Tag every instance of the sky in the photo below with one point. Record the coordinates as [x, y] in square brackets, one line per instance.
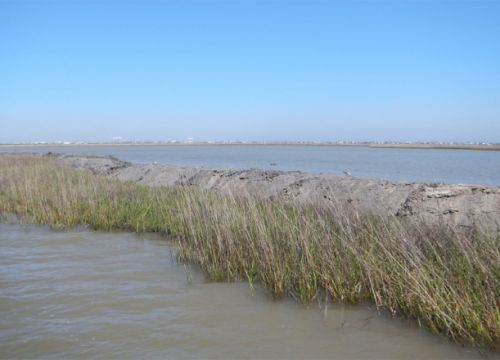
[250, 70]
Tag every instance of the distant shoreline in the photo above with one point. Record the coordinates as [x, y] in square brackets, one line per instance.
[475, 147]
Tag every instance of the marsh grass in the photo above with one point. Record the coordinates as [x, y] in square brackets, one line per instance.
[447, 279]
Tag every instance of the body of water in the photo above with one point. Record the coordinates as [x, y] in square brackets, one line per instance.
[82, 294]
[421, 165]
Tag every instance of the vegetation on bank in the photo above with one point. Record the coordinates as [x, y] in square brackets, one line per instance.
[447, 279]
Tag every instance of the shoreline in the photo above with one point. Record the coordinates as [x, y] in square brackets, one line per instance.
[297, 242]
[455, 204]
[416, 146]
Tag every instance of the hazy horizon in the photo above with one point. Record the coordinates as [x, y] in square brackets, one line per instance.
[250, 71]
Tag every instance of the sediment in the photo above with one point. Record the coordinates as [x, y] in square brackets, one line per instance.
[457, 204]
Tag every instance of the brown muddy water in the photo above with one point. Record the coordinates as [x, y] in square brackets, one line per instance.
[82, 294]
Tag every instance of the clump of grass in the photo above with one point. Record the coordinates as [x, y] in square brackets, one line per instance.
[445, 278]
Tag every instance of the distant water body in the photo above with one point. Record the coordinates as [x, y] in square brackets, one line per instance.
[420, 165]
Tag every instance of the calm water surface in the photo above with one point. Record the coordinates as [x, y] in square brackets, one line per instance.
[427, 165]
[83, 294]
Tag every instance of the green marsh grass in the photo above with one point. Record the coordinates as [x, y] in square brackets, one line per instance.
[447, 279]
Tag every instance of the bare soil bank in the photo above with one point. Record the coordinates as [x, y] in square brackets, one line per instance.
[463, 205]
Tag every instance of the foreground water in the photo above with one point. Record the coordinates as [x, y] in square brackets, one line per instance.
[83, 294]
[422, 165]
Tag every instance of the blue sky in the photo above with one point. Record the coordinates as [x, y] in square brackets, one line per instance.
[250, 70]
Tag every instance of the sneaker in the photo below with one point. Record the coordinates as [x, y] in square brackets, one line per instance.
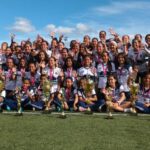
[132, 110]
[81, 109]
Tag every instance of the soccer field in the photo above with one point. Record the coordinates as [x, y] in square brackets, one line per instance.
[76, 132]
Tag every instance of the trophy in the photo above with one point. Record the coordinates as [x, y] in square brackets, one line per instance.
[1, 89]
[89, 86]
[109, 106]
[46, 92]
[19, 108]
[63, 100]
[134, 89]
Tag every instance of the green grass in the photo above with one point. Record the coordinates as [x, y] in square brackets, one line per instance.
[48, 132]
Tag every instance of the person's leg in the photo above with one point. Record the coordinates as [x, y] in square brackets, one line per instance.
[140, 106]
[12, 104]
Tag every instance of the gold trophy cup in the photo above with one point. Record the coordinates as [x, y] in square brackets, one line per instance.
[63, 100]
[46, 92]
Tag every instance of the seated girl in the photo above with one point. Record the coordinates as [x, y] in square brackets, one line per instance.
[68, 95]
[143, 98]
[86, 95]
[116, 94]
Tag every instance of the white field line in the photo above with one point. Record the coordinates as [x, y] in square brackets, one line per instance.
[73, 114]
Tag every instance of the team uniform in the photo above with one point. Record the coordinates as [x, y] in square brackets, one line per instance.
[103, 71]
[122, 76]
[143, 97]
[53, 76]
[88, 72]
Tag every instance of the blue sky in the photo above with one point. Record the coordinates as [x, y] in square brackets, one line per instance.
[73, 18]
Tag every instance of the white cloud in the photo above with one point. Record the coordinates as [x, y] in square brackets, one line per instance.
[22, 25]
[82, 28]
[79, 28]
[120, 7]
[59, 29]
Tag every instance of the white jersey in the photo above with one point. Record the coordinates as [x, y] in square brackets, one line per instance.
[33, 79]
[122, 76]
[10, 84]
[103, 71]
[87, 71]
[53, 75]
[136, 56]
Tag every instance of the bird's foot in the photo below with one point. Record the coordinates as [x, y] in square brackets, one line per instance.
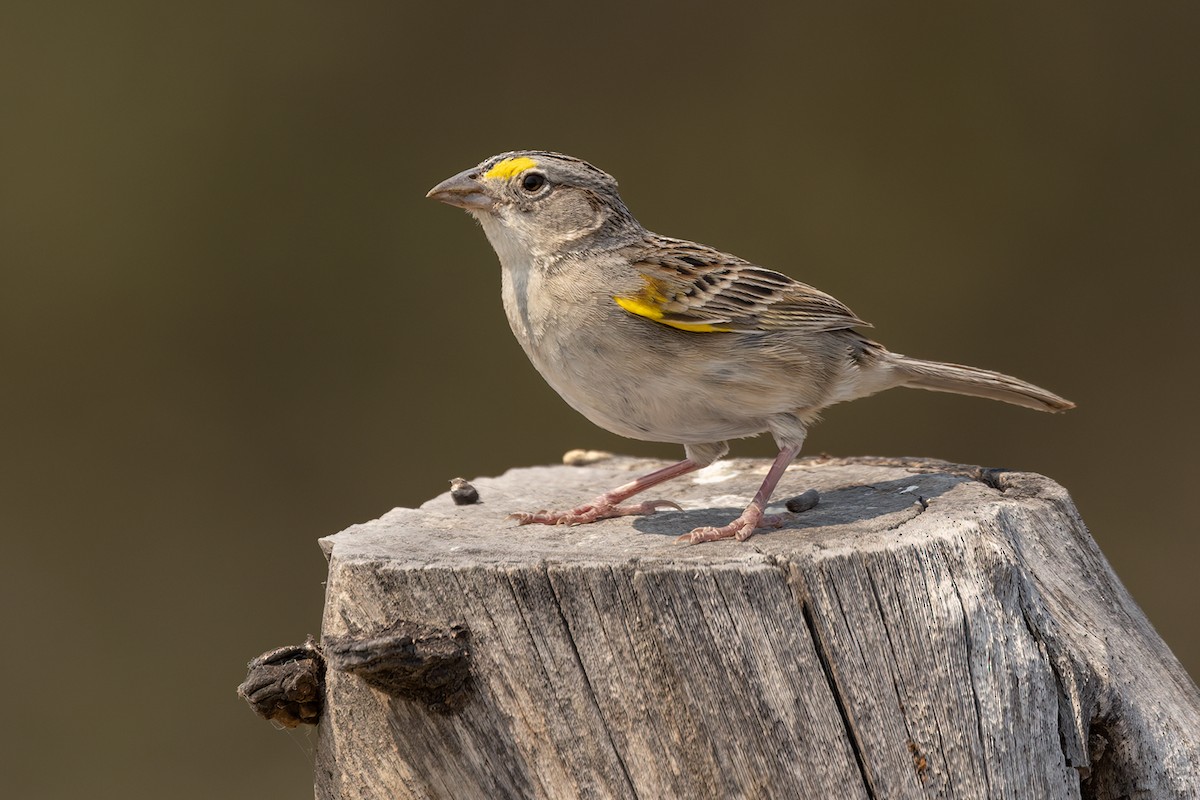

**********

Your objective >> Print all the records again exactly; do not include any picture.

Exercise result >>
Tag every instance of the sky in the photo below with one point. Record the coordinates as [x, y] in square brackets, one line per instance.
[250, 70]
Tag every instance of the distant shoreline in the photo above with one point. Record the coordinates as [x, y] in square brackets, one line per instance.
[475, 147]
Tag every instance of the marsh grass in the photo above with one point. Record the coordinates as [x, y] in square brackets, one line per instance.
[447, 279]
Tag every instance of the body of water in the photo above with one point. Record the coordinates as [x, y] in square brackets, one line per instance.
[82, 294]
[421, 165]
Tag every instance of the vegetation on bank in the photo above with one point. Record the coordinates as [x, y] in square brackets, one line per instance.
[447, 279]
Tag every instance of the shoreline in the photo above with one point. Record the coordinates as [x, y] in square brackets, one line per instance.
[297, 242]
[455, 204]
[416, 146]
Tag every instance of the hazy horizon in the photo above with one point. Record the coordinates as [x, y] in square brackets, one line per instance.
[250, 71]
Tag every instance of the sediment in the photo above with one point. Record the coordinates as [x, y] in square brackets, one line per instance.
[457, 204]
Tag every instance of the brown muddy water in the photo above with one point. Record the coordinates as [x, y] in square brackets, one line per instance.
[82, 294]
Tag every instance of the clump of grass in the photo above with one point. Record the coordinates as [x, y] in square brackets, one line per instance.
[445, 278]
Tag every instance of the distant water body in the photo above with one point. Record the coordinates as [x, y] in square brackets, one line per instance.
[420, 165]
Tag every instance of the calm water surface in the photo above with one point. Record the coordinates as [x, y] in square brackets, one line per instance.
[427, 165]
[83, 294]
Tag every instance of the green marsh grass in the photo above with one point. Record the coordinates as [x, y] in square brackets, one line per instance.
[447, 279]
Tag every instance of the bare soil bank in the photo above with one point. Record the coordinates as [x, y] in square brackets, one line per instance.
[463, 205]
Tag every instance of the foreground water in the photo above with one point. Record the coordinates as [x, y] in square brackets, one line per instance.
[83, 294]
[422, 165]
Tag every instance of the blue sky in the photo above with one point. Record the coordinates as [x, y] in square brackets, one line per instance.
[250, 70]
Tag every instance of the sneaker in the photo below with one point. Record the coordinates as [x, y] in square brackets, one line per instance.
[132, 110]
[81, 109]
Tag every instance of the soccer field in the photo above with one point. Record the coordinates as [x, y] in square brackets, one line per instance.
[76, 132]
Tag every instance of the trophy in the photo above with one point. Record the coordinates as [x, y] in square brackets, one line per instance.
[1, 89]
[89, 86]
[109, 106]
[46, 92]
[19, 108]
[63, 100]
[134, 89]
Tag every instance of the green grass in the photo above with one point. Record the coordinates as [x, y] in square brackets, one line per instance.
[48, 132]
Tag every instance of the person's leg in the photo above with one point. Record the coordinates as [x, y] in square brackets, one line per instance.
[140, 106]
[12, 104]
Tag every instance of the gold trophy cup in the photo above with one point. Record the coordinates as [x, y] in square brackets, one line per instance.
[63, 100]
[46, 92]
Tag every instance of the seated girl in the photo above with one point. Record the coordinates as [x, y] in square brackets, one line per instance.
[68, 95]
[143, 98]
[86, 95]
[116, 94]
Tag every instance of the white field line in the photo above with one point. Record the coordinates as [x, y] in square brackets, one line per instance.
[73, 114]
Tag every instance of the team uniform in the photo above with one point. Record the coordinates as [x, y] in square brackets, one line per instance.
[103, 71]
[122, 76]
[143, 97]
[53, 76]
[88, 72]
Tag every instance of the blue sky in the photo above with one point. Record the coordinates as [x, y] in square brackets, one line per instance.
[73, 18]
Tag every instance of the white cloud in the photo above with one point. Record the coordinates as [x, y] in square brackets, one line per instance.
[22, 25]
[82, 28]
[79, 28]
[120, 7]
[59, 29]
Tag every instance of the white jersey in the photo above with one point. Record the coordinates as [x, y] in square brackets, one line per instance.
[33, 79]
[122, 76]
[10, 84]
[103, 71]
[87, 71]
[53, 75]
[136, 56]
Tag every instance of the bird's foot in the photo below with one point. Record the coordinates as [x, y] in square brackets, one line per instance.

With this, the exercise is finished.